Currently available utility scripts in alphabetical order:

classifier_kfold_validation¶

Helper utility for cross validating a supervised classifier configuration. The classifier used should NOT be configured to save its model since this process requires us to train the classifier multiple times.

plugins

supervised_classifier
Supervised Classifier implementation configuration to use. This should not be set to use a persistent model if able (this utility will repeatedly train a new model for each fold).

descriptor_set
Index to draw descriptors to classify from.

cross_validation

truth_labels
Path to a CSV file containing descriptor UUID the truth label associations. This defines what descriptors are used from the given index. We error if any descriptor UUIDs listed here are not available in the given descriptor index. This file should be in [uuid, label] column format.

num_folds
Number of folds to make for cross validation.

random_seed
Optional fixed seed for the

classification_use_multiprocessing
If we should use multiprocessing (vs threading) when classifying elements.

pr_curves

enabled
If Precision/Recall plots should be generated.

Given exercise: Pick up the classifier cross-validation documentation where it stops and keep writing it in the same style. The listing after this is separate material and isn't part of the documentation above.

Supplied information:

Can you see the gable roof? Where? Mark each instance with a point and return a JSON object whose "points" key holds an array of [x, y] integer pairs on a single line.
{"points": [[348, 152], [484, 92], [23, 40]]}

Answer to the exercise:
show
If we should attempt to show the graph after it has been generated (matplotlib).

output_directory
Directory to save generated plots to. If None, we will not save plots. Otherwise we will create the directory (and required parent directories) if it does not exist.

file_prefix
String prefix to prepend to standard plot file names.

roc_curves

enabled
If ROC curves should be generated

show
If we should attempt to show the plot after it has been generated (matplotlib).

output_directory
Directory to save generated plots to. If None, we will not save plots. Otherwise we will create the directory (and required parent directories) if it does not exist.

file_prefix
String prefix to prepend to standard plot file names.

usage: classifier_kfold_validation [-h] [-v] [-c PATH] [-g PATH]

Named Arguments¶

-v, --verbose

Output additional debug logging.

Default: False

Configuration¶

-c, --config: Path to the JSON configuration file.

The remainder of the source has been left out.